### Task details
The number needed is how many lines in these entries contain "silver"; give it alone.

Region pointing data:
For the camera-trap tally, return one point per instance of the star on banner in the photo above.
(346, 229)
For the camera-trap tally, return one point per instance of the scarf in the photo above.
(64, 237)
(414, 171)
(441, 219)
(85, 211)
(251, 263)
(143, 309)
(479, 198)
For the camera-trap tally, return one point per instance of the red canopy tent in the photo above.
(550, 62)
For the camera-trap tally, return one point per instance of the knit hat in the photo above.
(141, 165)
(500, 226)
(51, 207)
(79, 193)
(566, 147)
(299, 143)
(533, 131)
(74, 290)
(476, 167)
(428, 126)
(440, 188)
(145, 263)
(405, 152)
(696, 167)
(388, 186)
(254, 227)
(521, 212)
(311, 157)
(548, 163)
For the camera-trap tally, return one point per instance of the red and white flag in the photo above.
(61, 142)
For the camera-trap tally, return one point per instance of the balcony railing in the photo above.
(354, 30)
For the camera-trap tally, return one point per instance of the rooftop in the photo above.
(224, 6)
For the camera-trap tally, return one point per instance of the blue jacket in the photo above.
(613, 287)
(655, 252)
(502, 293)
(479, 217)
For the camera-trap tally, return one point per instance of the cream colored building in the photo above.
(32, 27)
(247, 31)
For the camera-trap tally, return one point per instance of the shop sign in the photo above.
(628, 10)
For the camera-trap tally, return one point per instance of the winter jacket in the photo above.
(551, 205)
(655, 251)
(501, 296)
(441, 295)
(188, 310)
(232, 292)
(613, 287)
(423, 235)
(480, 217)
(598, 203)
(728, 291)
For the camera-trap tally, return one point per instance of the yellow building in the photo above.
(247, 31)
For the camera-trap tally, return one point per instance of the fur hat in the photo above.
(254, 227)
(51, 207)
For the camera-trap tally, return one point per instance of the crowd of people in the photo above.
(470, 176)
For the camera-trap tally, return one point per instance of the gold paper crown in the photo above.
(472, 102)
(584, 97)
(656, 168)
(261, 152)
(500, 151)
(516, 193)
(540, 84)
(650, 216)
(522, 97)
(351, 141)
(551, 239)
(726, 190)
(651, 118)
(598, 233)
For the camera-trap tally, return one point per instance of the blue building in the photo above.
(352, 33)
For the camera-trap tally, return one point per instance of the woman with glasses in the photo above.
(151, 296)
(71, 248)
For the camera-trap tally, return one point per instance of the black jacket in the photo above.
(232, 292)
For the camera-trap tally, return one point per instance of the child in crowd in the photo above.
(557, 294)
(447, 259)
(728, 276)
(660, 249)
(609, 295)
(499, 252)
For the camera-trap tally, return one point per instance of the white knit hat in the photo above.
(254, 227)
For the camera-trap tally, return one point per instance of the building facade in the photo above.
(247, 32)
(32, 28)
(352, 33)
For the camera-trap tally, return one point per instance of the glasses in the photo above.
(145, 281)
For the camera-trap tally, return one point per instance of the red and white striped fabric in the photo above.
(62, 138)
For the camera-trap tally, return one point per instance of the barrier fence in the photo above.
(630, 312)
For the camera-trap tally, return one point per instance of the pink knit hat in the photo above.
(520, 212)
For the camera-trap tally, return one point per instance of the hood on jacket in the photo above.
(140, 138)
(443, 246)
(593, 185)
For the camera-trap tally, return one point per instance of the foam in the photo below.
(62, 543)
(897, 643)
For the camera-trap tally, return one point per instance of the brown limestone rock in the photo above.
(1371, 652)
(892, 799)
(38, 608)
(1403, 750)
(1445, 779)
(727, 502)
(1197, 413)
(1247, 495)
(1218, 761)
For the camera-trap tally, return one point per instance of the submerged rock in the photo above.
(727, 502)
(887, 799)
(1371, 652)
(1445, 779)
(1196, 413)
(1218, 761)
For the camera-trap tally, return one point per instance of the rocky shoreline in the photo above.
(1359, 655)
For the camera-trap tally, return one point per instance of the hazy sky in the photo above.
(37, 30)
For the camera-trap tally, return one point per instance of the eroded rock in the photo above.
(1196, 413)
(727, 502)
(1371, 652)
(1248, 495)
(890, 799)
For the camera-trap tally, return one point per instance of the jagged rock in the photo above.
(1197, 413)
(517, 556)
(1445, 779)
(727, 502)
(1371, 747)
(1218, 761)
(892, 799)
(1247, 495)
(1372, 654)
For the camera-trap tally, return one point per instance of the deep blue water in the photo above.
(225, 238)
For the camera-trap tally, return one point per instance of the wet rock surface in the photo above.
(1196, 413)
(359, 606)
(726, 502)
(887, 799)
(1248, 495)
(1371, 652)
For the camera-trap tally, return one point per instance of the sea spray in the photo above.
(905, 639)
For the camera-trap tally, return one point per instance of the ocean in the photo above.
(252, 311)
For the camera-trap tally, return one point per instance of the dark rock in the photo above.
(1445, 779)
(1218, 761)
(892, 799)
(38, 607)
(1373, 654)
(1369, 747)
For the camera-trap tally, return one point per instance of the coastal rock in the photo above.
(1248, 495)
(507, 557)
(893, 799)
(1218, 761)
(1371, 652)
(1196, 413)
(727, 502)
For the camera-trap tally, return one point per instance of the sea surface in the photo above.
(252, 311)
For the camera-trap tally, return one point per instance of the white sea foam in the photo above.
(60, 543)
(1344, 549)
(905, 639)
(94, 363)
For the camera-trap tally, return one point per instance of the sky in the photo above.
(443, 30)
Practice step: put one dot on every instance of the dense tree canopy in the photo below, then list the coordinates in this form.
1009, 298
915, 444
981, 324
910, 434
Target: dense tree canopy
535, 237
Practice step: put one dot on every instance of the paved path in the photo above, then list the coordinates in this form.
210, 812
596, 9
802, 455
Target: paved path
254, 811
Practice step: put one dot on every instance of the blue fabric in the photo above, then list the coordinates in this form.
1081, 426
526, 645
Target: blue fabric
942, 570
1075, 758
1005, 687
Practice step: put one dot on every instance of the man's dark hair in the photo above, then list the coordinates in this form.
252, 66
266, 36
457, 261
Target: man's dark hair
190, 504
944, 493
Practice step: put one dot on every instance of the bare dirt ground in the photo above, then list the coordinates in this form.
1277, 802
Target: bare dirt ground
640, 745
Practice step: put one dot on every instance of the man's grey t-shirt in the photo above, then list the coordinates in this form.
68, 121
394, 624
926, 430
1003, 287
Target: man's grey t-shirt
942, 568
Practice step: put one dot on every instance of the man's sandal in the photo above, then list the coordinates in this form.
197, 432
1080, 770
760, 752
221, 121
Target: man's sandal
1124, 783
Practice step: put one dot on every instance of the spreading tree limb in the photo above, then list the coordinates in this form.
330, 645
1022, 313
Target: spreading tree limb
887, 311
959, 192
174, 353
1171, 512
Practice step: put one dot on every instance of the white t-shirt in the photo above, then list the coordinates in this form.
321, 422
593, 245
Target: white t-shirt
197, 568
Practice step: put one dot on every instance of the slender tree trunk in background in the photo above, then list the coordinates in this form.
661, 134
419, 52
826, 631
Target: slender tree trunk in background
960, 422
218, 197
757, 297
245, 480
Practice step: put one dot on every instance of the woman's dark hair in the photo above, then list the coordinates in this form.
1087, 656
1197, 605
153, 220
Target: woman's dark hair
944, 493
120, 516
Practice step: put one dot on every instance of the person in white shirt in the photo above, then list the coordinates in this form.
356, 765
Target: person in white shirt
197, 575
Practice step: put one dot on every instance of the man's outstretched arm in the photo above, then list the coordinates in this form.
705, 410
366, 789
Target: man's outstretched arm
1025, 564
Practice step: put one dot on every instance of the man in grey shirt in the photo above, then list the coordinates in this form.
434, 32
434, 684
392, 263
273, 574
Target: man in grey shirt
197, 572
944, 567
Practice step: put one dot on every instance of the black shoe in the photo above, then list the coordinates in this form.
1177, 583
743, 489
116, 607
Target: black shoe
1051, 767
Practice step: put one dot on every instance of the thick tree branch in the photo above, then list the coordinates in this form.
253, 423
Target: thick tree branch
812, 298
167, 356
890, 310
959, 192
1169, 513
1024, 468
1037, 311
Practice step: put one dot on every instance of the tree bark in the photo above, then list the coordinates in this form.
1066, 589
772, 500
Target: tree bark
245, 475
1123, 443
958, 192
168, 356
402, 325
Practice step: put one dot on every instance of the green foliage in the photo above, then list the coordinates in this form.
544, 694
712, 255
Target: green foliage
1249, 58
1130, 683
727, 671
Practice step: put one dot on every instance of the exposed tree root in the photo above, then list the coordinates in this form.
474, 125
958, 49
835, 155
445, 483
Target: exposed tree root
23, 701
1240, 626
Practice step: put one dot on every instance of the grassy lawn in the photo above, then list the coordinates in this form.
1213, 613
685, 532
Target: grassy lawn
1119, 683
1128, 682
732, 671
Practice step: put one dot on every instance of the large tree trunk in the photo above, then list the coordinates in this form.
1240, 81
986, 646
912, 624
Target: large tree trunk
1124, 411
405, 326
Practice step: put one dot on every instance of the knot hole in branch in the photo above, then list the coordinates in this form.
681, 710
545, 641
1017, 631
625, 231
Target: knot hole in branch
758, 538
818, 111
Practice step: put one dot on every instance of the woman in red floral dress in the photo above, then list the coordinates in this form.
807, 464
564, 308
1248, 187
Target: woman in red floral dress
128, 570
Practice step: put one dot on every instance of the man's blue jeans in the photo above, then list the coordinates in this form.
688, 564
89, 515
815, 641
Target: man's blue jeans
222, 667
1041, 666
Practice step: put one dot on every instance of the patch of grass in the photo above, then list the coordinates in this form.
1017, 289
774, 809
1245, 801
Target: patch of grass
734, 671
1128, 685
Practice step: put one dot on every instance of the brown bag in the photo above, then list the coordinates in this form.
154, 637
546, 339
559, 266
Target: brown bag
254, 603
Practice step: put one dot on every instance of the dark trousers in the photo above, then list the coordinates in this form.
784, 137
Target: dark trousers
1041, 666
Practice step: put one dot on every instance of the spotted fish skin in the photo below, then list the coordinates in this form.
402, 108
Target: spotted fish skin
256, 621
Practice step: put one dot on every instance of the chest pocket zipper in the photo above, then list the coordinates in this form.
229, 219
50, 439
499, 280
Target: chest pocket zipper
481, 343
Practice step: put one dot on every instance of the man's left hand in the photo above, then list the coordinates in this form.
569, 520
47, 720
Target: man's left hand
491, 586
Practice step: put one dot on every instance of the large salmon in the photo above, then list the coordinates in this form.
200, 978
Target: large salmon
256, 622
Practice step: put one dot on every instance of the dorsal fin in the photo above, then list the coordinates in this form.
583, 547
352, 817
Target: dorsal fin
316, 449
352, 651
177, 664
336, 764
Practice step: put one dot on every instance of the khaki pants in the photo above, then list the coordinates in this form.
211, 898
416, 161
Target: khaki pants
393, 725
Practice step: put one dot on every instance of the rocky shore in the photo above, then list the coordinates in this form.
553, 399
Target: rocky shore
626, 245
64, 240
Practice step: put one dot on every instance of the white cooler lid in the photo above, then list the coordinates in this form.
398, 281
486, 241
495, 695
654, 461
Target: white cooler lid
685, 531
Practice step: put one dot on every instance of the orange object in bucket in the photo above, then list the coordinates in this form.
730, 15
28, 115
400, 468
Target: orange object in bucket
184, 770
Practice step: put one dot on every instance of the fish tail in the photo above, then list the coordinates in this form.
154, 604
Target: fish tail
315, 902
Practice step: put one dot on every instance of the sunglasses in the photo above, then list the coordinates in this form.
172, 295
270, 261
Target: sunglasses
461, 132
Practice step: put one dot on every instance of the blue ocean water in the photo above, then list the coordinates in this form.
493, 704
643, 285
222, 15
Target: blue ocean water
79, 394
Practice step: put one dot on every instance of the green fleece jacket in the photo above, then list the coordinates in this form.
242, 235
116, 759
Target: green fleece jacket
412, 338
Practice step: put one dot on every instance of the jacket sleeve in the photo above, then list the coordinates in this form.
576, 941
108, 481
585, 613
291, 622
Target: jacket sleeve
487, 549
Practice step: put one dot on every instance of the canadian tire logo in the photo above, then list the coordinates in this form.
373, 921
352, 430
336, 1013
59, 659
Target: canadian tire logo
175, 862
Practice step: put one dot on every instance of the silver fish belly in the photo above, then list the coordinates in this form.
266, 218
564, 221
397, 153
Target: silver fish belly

### Task response
2